122 Leadenhall Street is a 225 m skyscraper in central London. It opened in July 2014 and was designed by Rogers Stirk Harbour + Partners; it is known informally as The Cheesegrater because of its distinctive wedge shape, similar to that of the kitchen utensil of the same name.

===The Jenga===
8 Bishopsgate is a 51-storey, 204 metre tall commercial skyscraper located in the City of London. When it opened in 2023, it was the 11th-tallest building in London. It was nicknamed The Jenga due to the three block-like sections which appear to be balanced on top of each other, similar to the game of Jenga.

===The Can of Ham===
70 St Mary Axe is informally known as the Can of Ham or Can of Spam due to its shape.

===The Helter Skelter/The Wodge===
Located at 22 Bishopsgate, the original design's twisting roof and the curling patterns in the façade were based on various organic forms in nature such as armadillos, mushrooms and seashells, and led to the design being nicknamed "The Helter Skelter". The eventual redesign which became the now-constructed 22 Bishopsgate was nicknamed "The Wodge" by The Guardian, with wodge being British slang for a large piece or amount of something.

===The Boomerang or the Vase===
One Blackfriars is a mixed-use development at No. 1 Blackfriars Road in Bankside, London. It is informally known as The Boomerang or The Vase due to its shape. According to the architect Ian Simpson, the unusual shape of the building was inspired by Timo Sarpaneva's classic Lansetti glass vase from 1952.

===Glass Testicle, the Glass Onion, or Armadillo===
The old City Hall is a building in Southwark, London, which previously served as the headquarters of the Greater London Authority (GLA). Former mayor Ken Livingstone called it the "glass testicle", and another former mayor, Boris Johnson, called it the "glass gonad".

It is more commonly known as the Glass Onion or Armadillo due to its shape.

==Proposed buildings that earned nicknames==
Some buildings were nicknamed while they were still architectural concepts, and were never actually built.

===Tulip Tower===
Plans for the 1000 ft tall tower shaped like a Tulip were rejected in 2021, but not before the building got its nickname as the "Erotic Gherkin".
· · · ·
Rewrite the passage on London building nicknames starting with "122 Leadenhall Street" and going on through "game of Jenga.", replacing "The Cheesegrater" with "The Grater".
· · · ·
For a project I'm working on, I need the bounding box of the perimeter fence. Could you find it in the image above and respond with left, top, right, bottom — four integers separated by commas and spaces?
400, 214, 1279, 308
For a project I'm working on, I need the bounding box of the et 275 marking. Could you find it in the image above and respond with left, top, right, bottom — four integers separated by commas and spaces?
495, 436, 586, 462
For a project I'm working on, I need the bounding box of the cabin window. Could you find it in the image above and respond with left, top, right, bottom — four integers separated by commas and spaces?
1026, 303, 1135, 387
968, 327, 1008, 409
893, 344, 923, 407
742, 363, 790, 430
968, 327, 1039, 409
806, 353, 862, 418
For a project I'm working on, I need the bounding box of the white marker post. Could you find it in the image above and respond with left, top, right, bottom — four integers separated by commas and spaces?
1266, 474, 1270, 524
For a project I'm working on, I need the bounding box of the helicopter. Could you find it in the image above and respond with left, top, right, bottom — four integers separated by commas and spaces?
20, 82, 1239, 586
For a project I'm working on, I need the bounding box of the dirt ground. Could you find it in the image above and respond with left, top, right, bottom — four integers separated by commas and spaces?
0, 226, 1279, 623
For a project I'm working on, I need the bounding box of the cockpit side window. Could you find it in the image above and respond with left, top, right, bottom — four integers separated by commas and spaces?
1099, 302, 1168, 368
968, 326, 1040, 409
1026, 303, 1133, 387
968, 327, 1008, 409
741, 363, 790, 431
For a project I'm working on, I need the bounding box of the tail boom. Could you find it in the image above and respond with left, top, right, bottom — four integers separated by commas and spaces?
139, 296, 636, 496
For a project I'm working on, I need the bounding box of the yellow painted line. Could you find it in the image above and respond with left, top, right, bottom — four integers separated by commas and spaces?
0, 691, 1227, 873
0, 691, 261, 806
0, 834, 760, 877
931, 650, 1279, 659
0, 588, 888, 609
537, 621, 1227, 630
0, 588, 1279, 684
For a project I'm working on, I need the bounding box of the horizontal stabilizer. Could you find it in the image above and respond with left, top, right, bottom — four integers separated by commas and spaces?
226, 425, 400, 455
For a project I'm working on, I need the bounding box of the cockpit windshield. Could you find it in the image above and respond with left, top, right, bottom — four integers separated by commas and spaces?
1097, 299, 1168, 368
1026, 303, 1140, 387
· · · ·
- **Answer space**
122 Leadenhall Street is a 225 m skyscraper in central London. It opened in July 2014 and was designed by Rogers Stirk Harbour + Partners; it is known informally as The Grater because of its distinctive wedge shape, similar to that of the kitchen utensil of the same name.

===The Jenga===
8 Bishopsgate is a 51-storey, 204 metre tall commercial skyscraper located in the City of London. When it opened in 2023, it was the 11th-tallest building in London. It was nicknamed The Jenga due to the three block-like sections which appear to be balanced on top of each other, similar to the game of Jenga.